◆ DIRECTIONS FOR THIS TASK: In the text on impregnation machines, what is the minimum temperature of the water in the hot cure tank?

◆ DOCUMENT TEXT:
Sealant Transfer System (STS): here, the workload is loaded into the autoclave with the sealant in an adjacent tank. After the vacuum has been drawn on the autoclave, a valve is opened and the sealant transfers into the autoclave, immersing the components. The vacuum is then released, forcing the sealant into the porosity, after which unused sealant returns to its original tank under vacuum. STS machines are simpler to automate and benefit from well conditioned sealant due to the length of time the sealant is held under vacuum. For critical applications, a pressure autoclave can be supplied, enabling a pressure cycle to be incorporated following the vacuum phase.

 

 

DRAIN
The drain cycle involves removing excess sealant from the component after impregnation. Good draining is essential to reduce 'carry-over' to the cold wash tank and limit the amount of sealant lost as effluent. While a static drain is suitable in some applications, sealant may become trapped in pockets or features within more complex components. A rotational drain system physically rotates the components in their basket to maximise sealant removal. This is then collected and automatically returned to the autoclave.

 

COLD WASH
After draining, the components are transferred to the cold wash tank for removal of surface sealant. For more complex components, a rotational system is recommended. The wash solution is pumped from the lower tank into the chamber, passing over and through the rotating workload, before returning to the tank. The workload is not immersed, as if the components were to remain in the water during washing, contamination in the wash solution would adhere to the components and cause potential cleanliness problems during curing. The weight and volume of washing media passing through the components affect a high level of cleanliness and the subsequent rotation drain minimises carry-over to the hot cure module.

 

HOT CURE
This takes place in a separate tank with water controlled at a minimum of 90°C (195°F). For maximum productivity, a rotational system is recommended, where the hot cure solution is pumped from the tank to the manifold at the top of the chamber. The solution fills the chamber to a point where it automatically weirs back to the lower sump while the chamber is continually filled with filtered, reheated solution from the lower storage tank. This method not only cures the sealant within the porosity but provides a very effective final washing action.

 

Top Loading Machines

Top-loading machines were the first to be used for impregnation, and were originally based on a simple vacuum autoclave system with open tanks for the subsequent processes. Simple top-loading technology remains widely used today and Ultraseal can supply standard batch processing machines for start-up and lower volume requirements, offering appropriate levels of process control.

However, recognising the limitations to such simple systems, Ultraseal has focused on developing advanced, value-adding options, with a modular approach allowing the provision of the most suitable, cost-effective solution.

 

Top Loader Sizes

 

 

 

Rotational System Technology

The limitations of traditional batch processing systems, in terms of long cycle times and potential for contamination of parts held in static tanks, has lead Ultraseal to develop a rotational processing system which is available as an option on all of its top-loading systems.

◆ INFORMATION:
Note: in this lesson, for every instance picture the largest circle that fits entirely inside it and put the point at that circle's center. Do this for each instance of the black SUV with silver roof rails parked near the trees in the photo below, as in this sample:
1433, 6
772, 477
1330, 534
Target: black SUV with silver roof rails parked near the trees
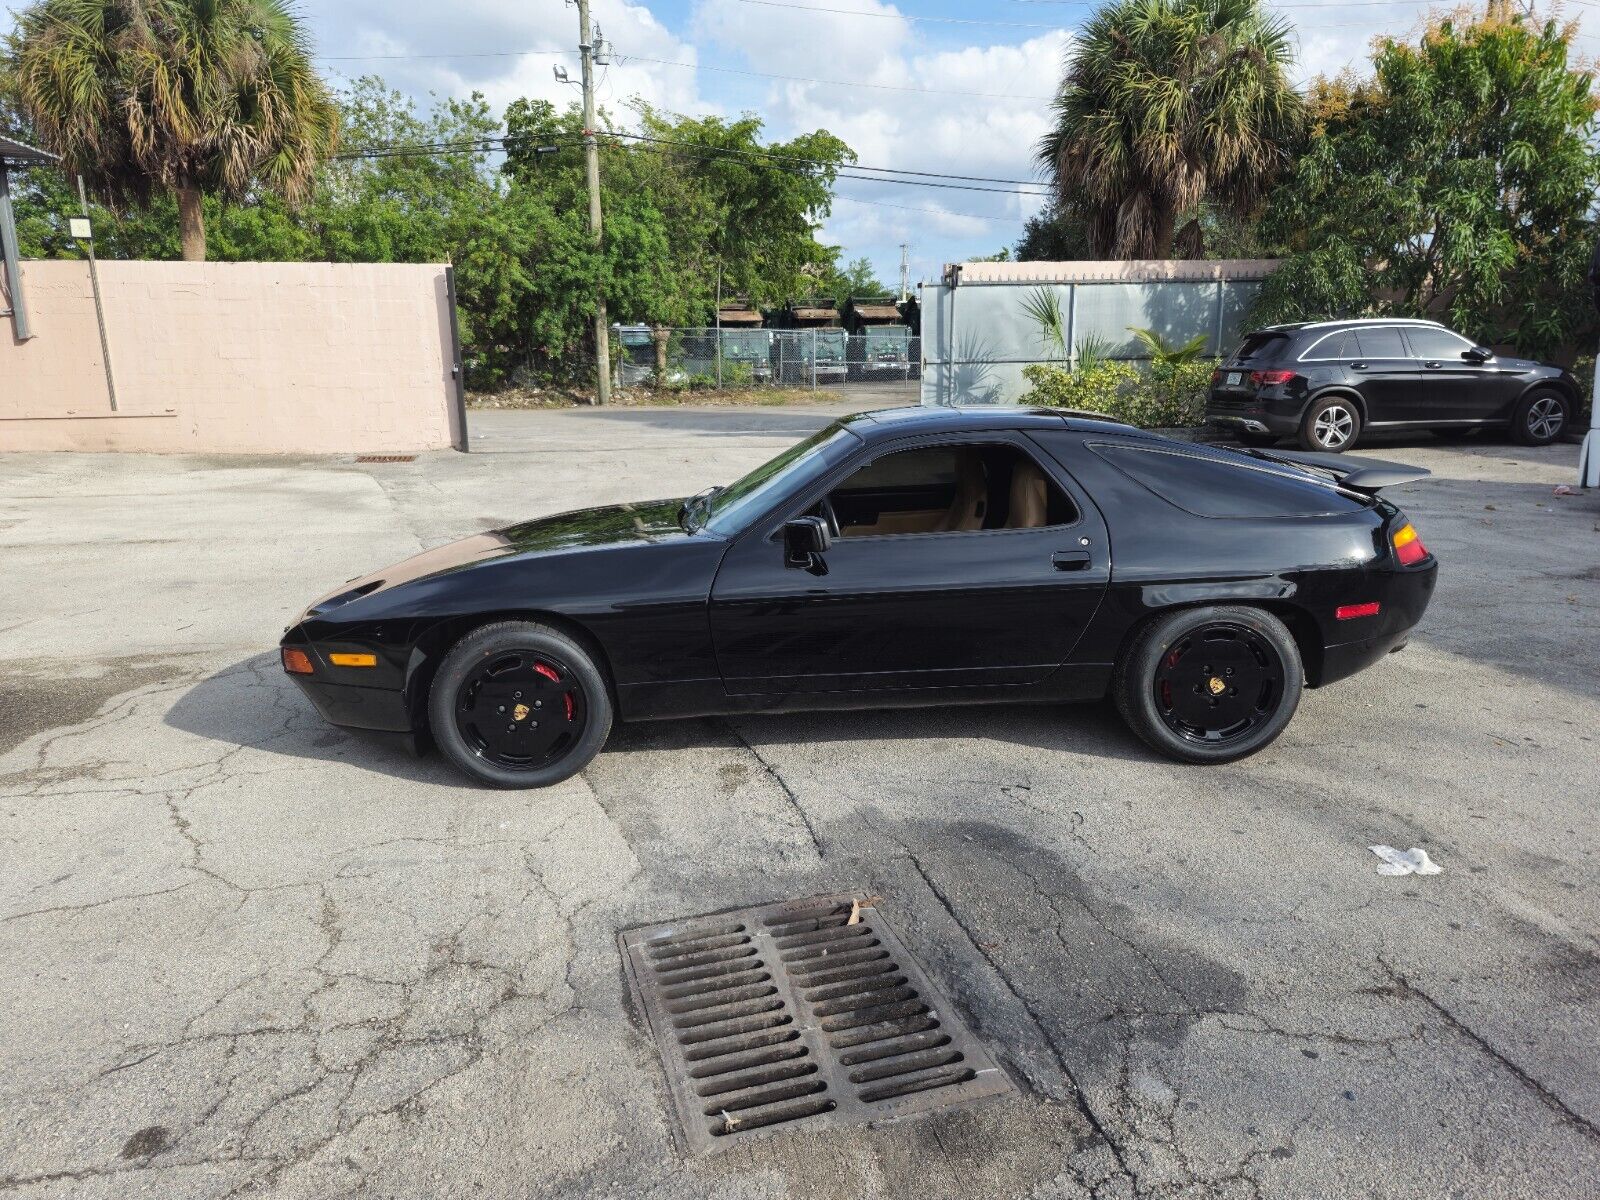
1327, 382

◆ PROBLEM SOLUTION: 90°C (195°F).